◆ ESTRATTO DEL DOCUMENTO

- - - -

Sentenza Sentenza Cassazione Civile n. 23033 del 07/11/2011

Cassazione civile sez. I, 07/11/2011, (ud. 06/10/2011, dep. 07/11/2011), n.23033

LA CORTE SUPREMA DI CASSAZIONE

SEZIONE PRIMA CIVILE

Composta dagli Ill.mi Sigg.ri Magistrati:

Dott. VITRONE Ugo – Presidente –

Dott. RORDORF Renato – rel. Consigliere –

Dott. DI PALMA Salvatore – Consigliere –

Dott. MACIOCE Luigi – Consigliere –

Dott. DI VIRGILIO Maria Rosa – Consigliere –

ha pronunciato la seguente:

sentenza

sul ricorso proposto da:

L.L. (c.f. (OMISSIS)), elettivamente domiciliata in

ROMA, VIA DUILIO 13, presso l’avvocato PIZZUTO PIERPAOLO,

rappresentata e difesa dall’avvocato SCORDO PAOLO, giusta procura a

margine del ricorso;

– ricorrente –

contro

DEUTSCHE BANK s.p.a.;

– intimata –

sul ricorso 19268-2006 proposto da:

DEUTSCHE BANK S.P.A. (C.F./P.I. (OMISSIS)), in persona del legale

rappresentante pro tempore, elettivamente domiciliata in ROMA, VIA

DELLE TRE MADONNE 16, presso l’avvocato RICCIO GIANFRANCO, che la

rappresenta e difende unitamente all’avvocato MATERA GIUSEPPE, giusta

procura a margine del controricorso e ricorso incidentale;

– controricorrente e ricorrente incidentale –

contro

L.L., elettivamente domiciliata in ROMA, VIA DUILIO 13,

presso l’avvocato PIZZUTO PIERPAOLO, rappresentata e difesa

dall’avvocato SCORDO PAOLO, giusta procura a margine del ricorso

principale;

– controricorrente al ricorso incidentale –

avverso la sentenza n. 940/2006 della CORTE D’APPELLO di NAPOLI,

depositata il 24/03/2006;

udita la relazione della causa svolta nella pubblica udienza del

06/10/2011 dal Consigliere Dott. RENATO RORDORF;

udito il P.M., in persona del Sostituto Procuratore Generale Dott.

- - - -

◆ DATI FORNITI
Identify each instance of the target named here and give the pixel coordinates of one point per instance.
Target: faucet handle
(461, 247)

- - - -

◆ COMPITI
1) Rispondi a queste domande sulla sentenza:
(a) Quale magistrato è indicato come Presidente del collegio?
(b) Qual è il numero della sentenza della Corte d'Appello di Napoli impugnata e in che data è stata depositata?
(c) In quale data si è tenuta la pubblica udienza?
2) Trascrivi per favore il passo della sentenza che inizia con le parole "avverso la sentenza" e termina dopo le parole "Procuratore Generale Dott.".

◆ LE SOLUZIONI
1)
(a) Dott. Ugo Vitrone.
(b) Sentenza n. 940/2006, depositata il 24/03/2006.
(c) Il 06/10/2011.

2)
avverso la sentenza n. 940/2006 della CORTE D’APPELLO di NAPOLI,

depositata il 24/03/2006;

udita la relazione della causa svolta nella pubblica udienza del

06/10/2011 dal Consigliere Dott. RENATO RORDORF;

udito il P.M., in persona del Sostituto Procuratore Generale Dott.